### Enunciado 1
Reproduza sem nenhuma mudança todas as entradas que vêm depois do trecho apresentado. Deixe as imagens de fora.

### Trecho apresentado
##############################
Senso de urgência: conter o consumo de eletricidade no país – Artigo do Infopetro

Por Renato Queiroz

O Operador Nacional do Sistema Elétrico (ONS) acendeu uma luz vermelha ao divulgar em 17 de outubro passado que a situação dos reservatórios da Região Sudeste continuava se deteriorando e as previsões eram pessimistas. De fato o PMO referente à semana de 25 a 31 de outubro de 2014 apontou para uma piora na previsão de vazões. O ONS em seu programa mensal de operação eletroenergética (PMO) publicado semanalmente faz projeções, entre outras, dos volumes das chuvas nas regiões do Brasil. A previsão das vazões afluentes aos reservatórios em base mensal e semanal é uma atividade básica no planejamento da operação energética em um sistema predominantemente hidroelétrico como o brasileiro.

O Sudeste, que responde por cerca de 70% do armazenamento de água nas usinas hidrelétricas brasileiras, tinha como projeção chegar ao final de outubro com 19 % de armazenamento. O informe do ONS ainda apontava que, em outubro, as chuvas das regiões Sudeste e Centro-Oeste não deveriam atingir a 70 % da média histórica. Como a situação prevista para outubro foi pior, a expectativa do nível dos reservatórios para o final de novembro, cai para 15,8% no Sudeste.
##############################
### Enunciado 2
De acordo com o trecho apresentado, o Sudeste responde por qual parcela do armazenamento de água nas usinas hidrelétricas brasileiras?

### Entradas extraídas
##############################
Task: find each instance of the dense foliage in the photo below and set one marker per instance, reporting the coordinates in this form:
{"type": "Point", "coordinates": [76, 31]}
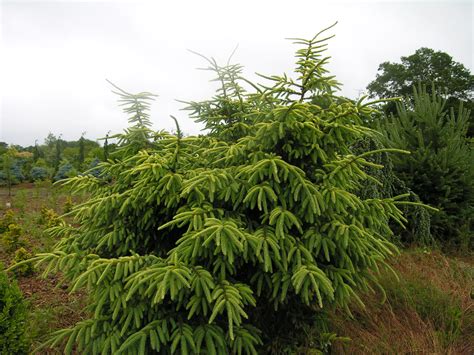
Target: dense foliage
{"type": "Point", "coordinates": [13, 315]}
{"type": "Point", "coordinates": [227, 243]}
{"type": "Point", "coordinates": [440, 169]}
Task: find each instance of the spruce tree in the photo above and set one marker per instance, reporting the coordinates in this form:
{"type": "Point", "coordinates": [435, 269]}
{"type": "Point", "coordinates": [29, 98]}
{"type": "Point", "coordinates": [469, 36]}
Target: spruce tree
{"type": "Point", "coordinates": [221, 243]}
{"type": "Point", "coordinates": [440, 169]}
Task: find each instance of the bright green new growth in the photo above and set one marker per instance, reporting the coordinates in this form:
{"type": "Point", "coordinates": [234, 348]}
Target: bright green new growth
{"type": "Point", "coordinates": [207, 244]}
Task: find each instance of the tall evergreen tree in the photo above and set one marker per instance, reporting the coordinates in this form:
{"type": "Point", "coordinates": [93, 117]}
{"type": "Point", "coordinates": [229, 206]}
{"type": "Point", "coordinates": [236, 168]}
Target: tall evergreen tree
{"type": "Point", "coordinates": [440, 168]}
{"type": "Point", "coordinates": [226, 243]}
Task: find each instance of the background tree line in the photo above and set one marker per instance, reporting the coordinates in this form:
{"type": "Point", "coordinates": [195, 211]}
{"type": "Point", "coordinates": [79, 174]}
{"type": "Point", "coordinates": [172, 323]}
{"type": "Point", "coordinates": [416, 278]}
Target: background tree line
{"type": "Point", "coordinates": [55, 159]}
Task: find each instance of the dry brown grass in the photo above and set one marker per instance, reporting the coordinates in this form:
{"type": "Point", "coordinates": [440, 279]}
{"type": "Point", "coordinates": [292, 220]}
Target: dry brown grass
##############################
### Resposta correta 1
Task: find each instance of the dense foliage in the photo below and set one marker per instance, reporting the coordinates in this form:
{"type": "Point", "coordinates": [76, 31]}
Target: dense foliage
{"type": "Point", "coordinates": [13, 315]}
{"type": "Point", "coordinates": [227, 243]}
{"type": "Point", "coordinates": [440, 169]}
Task: find each instance of the spruce tree in the photo above and set one marker per instance, reporting the coordinates in this form:
{"type": "Point", "coordinates": [435, 269]}
{"type": "Point", "coordinates": [29, 98]}
{"type": "Point", "coordinates": [469, 36]}
Target: spruce tree
{"type": "Point", "coordinates": [221, 243]}
{"type": "Point", "coordinates": [440, 169]}
Task: find each instance of the bright green new growth in the photo above and set one marker per instance, reporting the coordinates in this form:
{"type": "Point", "coordinates": [234, 348]}
Target: bright green new growth
{"type": "Point", "coordinates": [207, 244]}
Task: find each instance of the tall evergreen tree in the photo above and set one marker per instance, reporting the coordinates in this form:
{"type": "Point", "coordinates": [93, 117]}
{"type": "Point", "coordinates": [229, 206]}
{"type": "Point", "coordinates": [236, 168]}
Target: tall evergreen tree
{"type": "Point", "coordinates": [440, 168]}
{"type": "Point", "coordinates": [226, 243]}
Task: find each instance of the background tree line in the photo above and set one marker per instance, reporting the coordinates in this form:
{"type": "Point", "coordinates": [195, 211]}
{"type": "Point", "coordinates": [79, 174]}
{"type": "Point", "coordinates": [172, 323]}
{"type": "Point", "coordinates": [416, 278]}
Target: background tree line
{"type": "Point", "coordinates": [55, 159]}
Task: find each instance of the dry brown grass in the photo above and set one marker per instance, reporting the coordinates in this form:
{"type": "Point", "coordinates": [440, 279]}
{"type": "Point", "coordinates": [292, 220]}
Target: dry brown grass

### Resposta correta 2
Por cerca de 70%.